→ **What to produce**: Please give back word for word the lines of the material below between the line containing "Spot the low-rise" and the line containing "Spot the sidewalk", inclusive.

→ **Exercise data**:
:::::

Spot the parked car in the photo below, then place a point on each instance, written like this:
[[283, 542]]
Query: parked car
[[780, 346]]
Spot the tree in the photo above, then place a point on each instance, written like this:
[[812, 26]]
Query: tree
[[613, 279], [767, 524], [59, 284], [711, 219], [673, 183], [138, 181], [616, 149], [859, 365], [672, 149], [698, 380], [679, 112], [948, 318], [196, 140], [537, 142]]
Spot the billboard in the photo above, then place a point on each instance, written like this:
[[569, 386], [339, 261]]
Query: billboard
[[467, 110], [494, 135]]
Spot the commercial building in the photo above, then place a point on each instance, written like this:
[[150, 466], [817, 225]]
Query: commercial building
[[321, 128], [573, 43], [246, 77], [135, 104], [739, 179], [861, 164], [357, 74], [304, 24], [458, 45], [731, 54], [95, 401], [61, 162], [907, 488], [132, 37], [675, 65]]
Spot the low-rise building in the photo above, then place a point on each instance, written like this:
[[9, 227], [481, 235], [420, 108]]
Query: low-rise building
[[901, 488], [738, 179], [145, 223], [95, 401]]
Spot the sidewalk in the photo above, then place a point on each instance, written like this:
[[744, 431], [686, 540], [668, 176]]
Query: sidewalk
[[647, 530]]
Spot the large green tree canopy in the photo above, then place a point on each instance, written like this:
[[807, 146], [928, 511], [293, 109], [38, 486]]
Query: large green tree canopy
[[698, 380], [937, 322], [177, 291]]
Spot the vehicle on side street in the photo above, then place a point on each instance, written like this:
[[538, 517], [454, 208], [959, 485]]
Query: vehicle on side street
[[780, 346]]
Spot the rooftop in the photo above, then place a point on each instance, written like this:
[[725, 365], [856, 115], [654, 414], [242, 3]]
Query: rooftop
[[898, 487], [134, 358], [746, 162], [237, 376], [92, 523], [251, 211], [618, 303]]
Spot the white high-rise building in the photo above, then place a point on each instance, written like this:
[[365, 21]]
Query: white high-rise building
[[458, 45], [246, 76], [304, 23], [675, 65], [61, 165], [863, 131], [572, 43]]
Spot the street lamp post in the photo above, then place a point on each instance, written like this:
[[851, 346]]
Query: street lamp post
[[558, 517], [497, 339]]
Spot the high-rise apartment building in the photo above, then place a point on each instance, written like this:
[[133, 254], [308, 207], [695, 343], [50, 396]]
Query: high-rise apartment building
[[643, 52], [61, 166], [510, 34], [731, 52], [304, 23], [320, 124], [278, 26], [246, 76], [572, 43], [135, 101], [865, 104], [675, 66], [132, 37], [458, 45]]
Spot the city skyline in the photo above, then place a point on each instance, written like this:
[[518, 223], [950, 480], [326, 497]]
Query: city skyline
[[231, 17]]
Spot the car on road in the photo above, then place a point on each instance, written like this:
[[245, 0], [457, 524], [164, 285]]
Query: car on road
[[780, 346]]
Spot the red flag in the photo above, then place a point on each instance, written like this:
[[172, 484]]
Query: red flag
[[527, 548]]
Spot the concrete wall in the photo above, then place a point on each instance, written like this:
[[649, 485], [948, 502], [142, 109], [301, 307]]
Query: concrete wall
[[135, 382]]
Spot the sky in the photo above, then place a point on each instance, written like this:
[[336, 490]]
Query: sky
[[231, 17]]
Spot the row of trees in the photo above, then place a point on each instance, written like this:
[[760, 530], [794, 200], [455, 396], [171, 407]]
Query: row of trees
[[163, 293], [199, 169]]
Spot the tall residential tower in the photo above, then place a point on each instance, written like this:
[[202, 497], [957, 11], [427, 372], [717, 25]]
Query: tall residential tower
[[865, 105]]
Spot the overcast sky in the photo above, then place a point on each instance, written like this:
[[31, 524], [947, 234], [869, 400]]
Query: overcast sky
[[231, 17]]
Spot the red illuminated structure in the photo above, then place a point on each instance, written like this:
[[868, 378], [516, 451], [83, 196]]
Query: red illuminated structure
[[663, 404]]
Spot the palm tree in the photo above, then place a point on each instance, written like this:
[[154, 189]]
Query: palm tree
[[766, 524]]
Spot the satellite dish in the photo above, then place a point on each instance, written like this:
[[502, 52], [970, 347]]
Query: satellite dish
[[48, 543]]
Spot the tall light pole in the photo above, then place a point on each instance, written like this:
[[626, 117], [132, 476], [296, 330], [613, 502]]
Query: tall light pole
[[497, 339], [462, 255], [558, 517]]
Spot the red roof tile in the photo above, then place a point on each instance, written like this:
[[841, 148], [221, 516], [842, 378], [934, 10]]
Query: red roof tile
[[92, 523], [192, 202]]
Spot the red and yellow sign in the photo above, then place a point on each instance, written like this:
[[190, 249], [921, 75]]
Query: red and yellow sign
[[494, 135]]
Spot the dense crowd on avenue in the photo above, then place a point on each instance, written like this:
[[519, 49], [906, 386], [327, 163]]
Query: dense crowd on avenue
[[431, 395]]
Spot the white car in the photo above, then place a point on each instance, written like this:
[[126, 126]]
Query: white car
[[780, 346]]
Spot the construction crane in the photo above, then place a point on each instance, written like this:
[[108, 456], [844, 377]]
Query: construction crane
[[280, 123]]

:::::

→ **Response**:
Spot the low-rise building in the photo above, then place a point on each instance, written like this:
[[9, 227], [481, 235], [420, 108]]
Query: low-rise building
[[901, 488], [738, 179], [145, 223], [95, 401]]
Spot the sidewalk in the photo above, then place a point on each instance, written like this:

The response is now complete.